WORK REQUIRED: Write out the lines from the first one through the line containing "[0,452,1316,876]", switching "automation" to "testing" and keeping everything else the same.

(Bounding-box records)
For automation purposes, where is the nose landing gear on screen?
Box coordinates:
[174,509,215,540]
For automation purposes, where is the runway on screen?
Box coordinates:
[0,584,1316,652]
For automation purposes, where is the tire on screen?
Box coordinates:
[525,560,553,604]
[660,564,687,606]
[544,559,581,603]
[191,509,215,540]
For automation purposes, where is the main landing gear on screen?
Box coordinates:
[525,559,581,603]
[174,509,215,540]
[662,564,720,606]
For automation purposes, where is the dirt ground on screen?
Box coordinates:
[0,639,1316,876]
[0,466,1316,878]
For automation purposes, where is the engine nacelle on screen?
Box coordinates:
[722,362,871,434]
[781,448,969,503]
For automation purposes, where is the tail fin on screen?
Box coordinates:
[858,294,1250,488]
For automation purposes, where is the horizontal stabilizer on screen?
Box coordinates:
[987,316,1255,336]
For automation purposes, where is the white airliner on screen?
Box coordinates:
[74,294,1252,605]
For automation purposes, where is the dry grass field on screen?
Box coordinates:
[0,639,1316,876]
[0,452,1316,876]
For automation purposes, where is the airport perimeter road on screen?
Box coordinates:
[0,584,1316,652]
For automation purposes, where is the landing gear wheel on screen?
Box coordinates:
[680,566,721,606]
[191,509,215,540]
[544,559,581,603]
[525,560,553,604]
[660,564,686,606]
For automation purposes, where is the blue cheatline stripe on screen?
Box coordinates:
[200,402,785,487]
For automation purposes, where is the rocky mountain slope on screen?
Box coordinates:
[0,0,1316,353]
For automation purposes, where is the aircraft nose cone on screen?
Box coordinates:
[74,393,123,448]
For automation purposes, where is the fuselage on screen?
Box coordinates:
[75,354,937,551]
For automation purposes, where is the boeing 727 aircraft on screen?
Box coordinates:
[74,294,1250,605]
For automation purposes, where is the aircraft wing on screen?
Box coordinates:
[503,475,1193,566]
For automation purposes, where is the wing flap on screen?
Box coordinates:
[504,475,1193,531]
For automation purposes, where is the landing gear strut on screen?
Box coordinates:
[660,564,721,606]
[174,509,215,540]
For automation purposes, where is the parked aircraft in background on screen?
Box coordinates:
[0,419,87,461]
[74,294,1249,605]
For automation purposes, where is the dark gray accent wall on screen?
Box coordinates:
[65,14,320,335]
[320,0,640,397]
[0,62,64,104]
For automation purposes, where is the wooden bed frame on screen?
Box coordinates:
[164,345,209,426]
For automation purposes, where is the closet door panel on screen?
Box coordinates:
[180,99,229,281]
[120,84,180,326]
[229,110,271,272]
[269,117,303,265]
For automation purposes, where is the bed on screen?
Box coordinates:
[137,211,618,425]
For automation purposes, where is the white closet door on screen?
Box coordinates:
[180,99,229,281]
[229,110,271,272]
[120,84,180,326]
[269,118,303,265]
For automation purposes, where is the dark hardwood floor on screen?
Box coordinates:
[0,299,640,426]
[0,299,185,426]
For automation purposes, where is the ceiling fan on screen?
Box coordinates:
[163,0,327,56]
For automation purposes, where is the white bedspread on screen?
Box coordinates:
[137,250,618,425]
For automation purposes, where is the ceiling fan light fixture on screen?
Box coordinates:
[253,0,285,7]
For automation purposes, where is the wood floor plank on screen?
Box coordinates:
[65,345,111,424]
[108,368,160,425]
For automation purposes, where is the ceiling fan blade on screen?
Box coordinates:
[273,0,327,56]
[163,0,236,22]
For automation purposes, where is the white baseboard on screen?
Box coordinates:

REPLY:
For testing purposes, where is the nose landing gear on screen?
Box coordinates:
[174,509,215,540]
For testing purposes, where is the runway on screen?
Box coordinates:
[0,584,1316,652]
For testing purposes, where is the tire on screen?
Box coordinates:
[525,560,553,604]
[660,564,687,606]
[544,559,581,603]
[191,509,215,540]
For testing purposes, where is the main landing gear on screen?
Box coordinates:
[525,559,581,603]
[174,509,215,540]
[662,564,720,606]
For testing purposes, where is the dirt ground on screen?
Box coordinates:
[0,639,1316,876]
[0,466,1316,878]
For testing purposes, where is the engine nacelle on screen?
Box coordinates:
[722,362,871,434]
[781,448,969,503]
For testing purposes, where is the tail fin on screen?
Box coordinates:
[858,294,1250,488]
For testing purposes, where is the horizontal stabilizer on screen?
Box coordinates:
[987,316,1255,336]
For testing purposes, where is the white airliner on screen?
Box coordinates:
[74,294,1252,605]
For testing purposes, where is the dry grass field on screen?
Box coordinates:
[0,639,1316,876]
[0,452,1316,876]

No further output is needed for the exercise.